Start Data shown

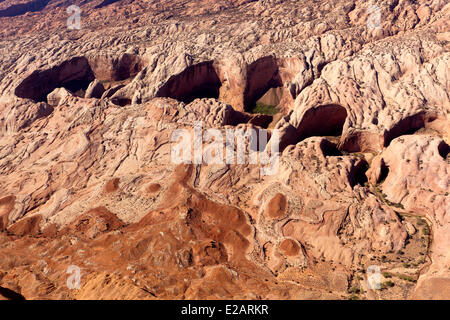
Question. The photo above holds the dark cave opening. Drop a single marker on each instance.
(264, 87)
(358, 174)
(196, 81)
(75, 75)
(384, 172)
(325, 120)
(329, 149)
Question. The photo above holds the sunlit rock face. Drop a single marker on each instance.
(355, 96)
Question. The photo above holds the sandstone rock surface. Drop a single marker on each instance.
(87, 119)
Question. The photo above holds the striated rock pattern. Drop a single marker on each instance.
(87, 118)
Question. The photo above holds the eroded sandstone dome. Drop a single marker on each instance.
(362, 108)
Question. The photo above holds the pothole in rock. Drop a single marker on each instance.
(406, 126)
(322, 121)
(78, 73)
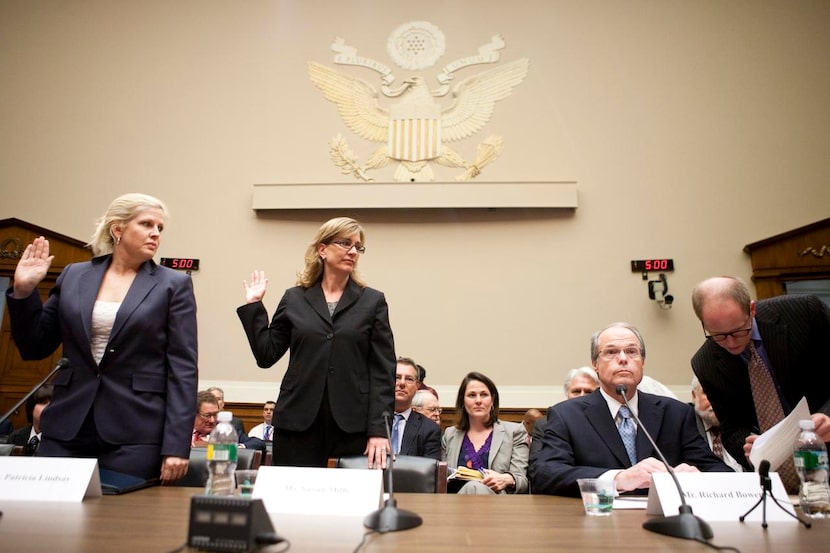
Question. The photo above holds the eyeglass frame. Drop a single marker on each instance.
(721, 337)
(348, 245)
(632, 352)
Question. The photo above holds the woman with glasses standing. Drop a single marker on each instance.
(128, 329)
(341, 371)
(481, 442)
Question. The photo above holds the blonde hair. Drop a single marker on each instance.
(331, 229)
(122, 210)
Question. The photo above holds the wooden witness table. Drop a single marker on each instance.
(156, 520)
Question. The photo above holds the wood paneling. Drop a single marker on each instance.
(799, 254)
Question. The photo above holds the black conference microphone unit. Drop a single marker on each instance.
(63, 362)
(389, 518)
(685, 524)
(766, 489)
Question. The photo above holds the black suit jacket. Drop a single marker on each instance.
(421, 437)
(581, 440)
(796, 335)
(351, 354)
(144, 388)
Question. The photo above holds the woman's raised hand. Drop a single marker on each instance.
(255, 291)
(32, 268)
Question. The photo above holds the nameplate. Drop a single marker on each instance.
(55, 479)
(319, 491)
(718, 496)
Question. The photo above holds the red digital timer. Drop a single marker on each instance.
(181, 263)
(645, 265)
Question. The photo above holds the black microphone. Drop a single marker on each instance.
(685, 524)
(63, 362)
(389, 518)
(763, 473)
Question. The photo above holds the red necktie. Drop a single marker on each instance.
(768, 410)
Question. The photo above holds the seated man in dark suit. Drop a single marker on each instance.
(594, 436)
(29, 436)
(412, 433)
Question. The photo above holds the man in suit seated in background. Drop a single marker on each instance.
(207, 409)
(261, 436)
(709, 426)
(412, 433)
(29, 435)
(759, 359)
(236, 422)
(579, 382)
(594, 436)
(427, 404)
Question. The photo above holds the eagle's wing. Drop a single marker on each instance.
(476, 96)
(357, 101)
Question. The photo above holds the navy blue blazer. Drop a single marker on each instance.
(144, 389)
(351, 354)
(796, 332)
(581, 440)
(421, 437)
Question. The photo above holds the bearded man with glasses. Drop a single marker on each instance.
(759, 359)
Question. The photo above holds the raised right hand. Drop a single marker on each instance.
(32, 268)
(255, 291)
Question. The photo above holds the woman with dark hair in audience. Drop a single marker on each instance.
(479, 441)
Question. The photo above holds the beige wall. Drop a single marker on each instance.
(692, 128)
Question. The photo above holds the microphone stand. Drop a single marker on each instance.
(389, 518)
(766, 488)
(684, 524)
(63, 362)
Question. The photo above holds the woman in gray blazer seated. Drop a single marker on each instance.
(481, 442)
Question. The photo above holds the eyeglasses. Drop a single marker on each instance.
(722, 336)
(610, 354)
(348, 245)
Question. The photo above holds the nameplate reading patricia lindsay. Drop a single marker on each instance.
(54, 479)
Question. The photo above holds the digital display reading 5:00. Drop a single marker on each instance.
(642, 265)
(181, 263)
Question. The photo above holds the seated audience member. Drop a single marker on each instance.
(426, 404)
(264, 430)
(29, 435)
(422, 374)
(709, 426)
(261, 436)
(529, 421)
(594, 436)
(237, 423)
(207, 409)
(759, 359)
(578, 382)
(412, 432)
(481, 442)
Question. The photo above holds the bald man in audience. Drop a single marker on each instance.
(595, 436)
(207, 409)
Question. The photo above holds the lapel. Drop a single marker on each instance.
(143, 283)
(317, 300)
(599, 417)
(89, 283)
(499, 436)
(410, 433)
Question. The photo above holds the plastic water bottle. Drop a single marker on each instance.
(221, 457)
(810, 456)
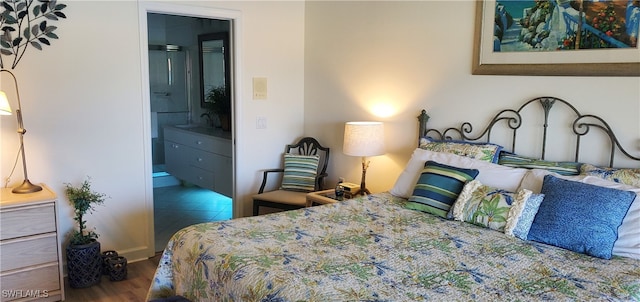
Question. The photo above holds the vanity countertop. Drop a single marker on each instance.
(206, 130)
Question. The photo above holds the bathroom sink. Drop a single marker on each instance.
(189, 126)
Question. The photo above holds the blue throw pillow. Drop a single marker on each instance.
(580, 217)
(438, 188)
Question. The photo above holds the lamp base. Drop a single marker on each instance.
(26, 187)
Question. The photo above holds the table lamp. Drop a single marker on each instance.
(5, 109)
(363, 139)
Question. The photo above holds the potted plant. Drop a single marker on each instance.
(219, 103)
(84, 262)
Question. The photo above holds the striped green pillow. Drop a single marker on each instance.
(518, 161)
(438, 188)
(300, 172)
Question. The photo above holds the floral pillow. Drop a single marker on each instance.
(624, 176)
(481, 151)
(489, 207)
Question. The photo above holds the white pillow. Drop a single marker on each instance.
(628, 243)
(497, 176)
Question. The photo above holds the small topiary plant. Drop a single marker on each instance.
(83, 199)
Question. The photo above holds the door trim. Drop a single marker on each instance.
(188, 11)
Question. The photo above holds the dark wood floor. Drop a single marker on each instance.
(132, 289)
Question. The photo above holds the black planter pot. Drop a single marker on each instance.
(84, 264)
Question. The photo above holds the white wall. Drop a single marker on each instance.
(417, 55)
(82, 99)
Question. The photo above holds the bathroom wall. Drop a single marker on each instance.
(174, 74)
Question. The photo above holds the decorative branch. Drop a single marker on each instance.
(24, 23)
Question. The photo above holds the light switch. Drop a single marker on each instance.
(261, 122)
(259, 88)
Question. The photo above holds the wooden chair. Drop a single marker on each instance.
(292, 199)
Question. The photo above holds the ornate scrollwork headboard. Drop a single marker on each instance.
(513, 120)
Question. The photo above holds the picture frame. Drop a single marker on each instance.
(583, 62)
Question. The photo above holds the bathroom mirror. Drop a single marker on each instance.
(215, 70)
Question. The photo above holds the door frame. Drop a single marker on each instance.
(235, 37)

End Data shown

### What is expected
Write out again, unchanged, the lines of the records from the line containing "Question. The photo above holds the door frame." through the end of the records, including both ends.

### Written solution
Question. The photo above holds the door frame. Drop a single marker on each instance.
(235, 37)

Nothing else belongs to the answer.